*** Opening DATA SECTION ***

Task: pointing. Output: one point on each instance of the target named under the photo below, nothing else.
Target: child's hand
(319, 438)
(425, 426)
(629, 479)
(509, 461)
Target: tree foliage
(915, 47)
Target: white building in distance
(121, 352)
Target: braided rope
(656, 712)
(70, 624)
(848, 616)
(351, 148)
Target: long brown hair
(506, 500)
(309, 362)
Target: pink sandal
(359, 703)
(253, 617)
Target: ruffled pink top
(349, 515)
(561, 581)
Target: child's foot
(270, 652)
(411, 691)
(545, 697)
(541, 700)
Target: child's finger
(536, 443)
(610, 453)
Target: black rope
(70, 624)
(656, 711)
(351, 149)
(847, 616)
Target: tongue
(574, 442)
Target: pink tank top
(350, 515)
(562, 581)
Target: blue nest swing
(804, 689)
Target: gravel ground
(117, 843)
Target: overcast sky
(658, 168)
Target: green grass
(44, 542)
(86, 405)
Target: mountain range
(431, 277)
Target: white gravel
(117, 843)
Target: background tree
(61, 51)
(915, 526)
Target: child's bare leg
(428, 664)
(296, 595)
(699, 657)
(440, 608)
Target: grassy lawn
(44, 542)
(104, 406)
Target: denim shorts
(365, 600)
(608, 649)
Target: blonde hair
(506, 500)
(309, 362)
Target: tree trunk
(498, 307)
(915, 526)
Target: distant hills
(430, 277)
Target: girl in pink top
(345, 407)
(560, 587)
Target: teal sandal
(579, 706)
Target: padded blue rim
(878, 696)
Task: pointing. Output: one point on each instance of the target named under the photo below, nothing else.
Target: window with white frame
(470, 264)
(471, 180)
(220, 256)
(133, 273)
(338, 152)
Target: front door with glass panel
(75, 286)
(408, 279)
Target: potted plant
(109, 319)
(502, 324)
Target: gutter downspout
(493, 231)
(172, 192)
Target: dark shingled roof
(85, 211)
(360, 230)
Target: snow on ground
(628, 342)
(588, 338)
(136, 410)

*** Closing DATA SECTION ***

→ WORK TASK
Retyping every line above exactly is all that is needed.

→ ANSWER TO THE EXERCISE
Task: pointing. Output: one point on each instance of the target named under the photo below, nothing else.
Target: child's hand
(319, 438)
(425, 426)
(629, 479)
(509, 461)
Target: tree foliage
(915, 47)
Target: white building in distance
(121, 352)
Target: braided rope
(656, 712)
(70, 624)
(848, 616)
(351, 148)
Target: long brown hair
(506, 500)
(309, 362)
Target: pink sandal
(359, 703)
(253, 617)
Target: ruffled pink top
(349, 515)
(561, 581)
Target: child's foot
(270, 652)
(411, 691)
(545, 697)
(541, 700)
Target: child's finger
(536, 443)
(610, 453)
Target: black rope
(70, 624)
(656, 711)
(351, 149)
(847, 616)
Target: tongue
(574, 442)
Target: pink tank top
(350, 515)
(562, 581)
Target: blue nest swing
(804, 689)
Target: gravel ground
(117, 843)
Target: overcast sky
(658, 168)
Target: green grass
(44, 542)
(86, 405)
Target: mountain range
(431, 277)
Target: white gravel
(117, 843)
Target: background tree
(61, 51)
(915, 526)
Target: child's bare leg
(428, 664)
(296, 595)
(699, 657)
(440, 608)
Target: grassy lawn
(44, 542)
(104, 406)
Target: denim shorts
(365, 600)
(608, 649)
Target: blonde hair
(506, 500)
(309, 362)
Target: tree trunk
(498, 307)
(915, 526)
Target: distant hills
(430, 277)
Target: girl in pink top
(345, 407)
(560, 587)
Target: teal sandal
(579, 706)
Target: padded blue rim
(878, 696)
Task: pointing. Output: one point on each instance of the target named under the photo below, nothing else.
Target: window with white frame
(470, 264)
(471, 180)
(220, 256)
(133, 273)
(338, 152)
Target: front door with glass panel
(75, 286)
(408, 279)
Target: potted plant
(109, 319)
(502, 324)
Target: gutter downspout
(493, 231)
(172, 192)
Target: dark shingled roof
(85, 211)
(360, 230)
Target: snow on ground
(628, 342)
(588, 338)
(136, 410)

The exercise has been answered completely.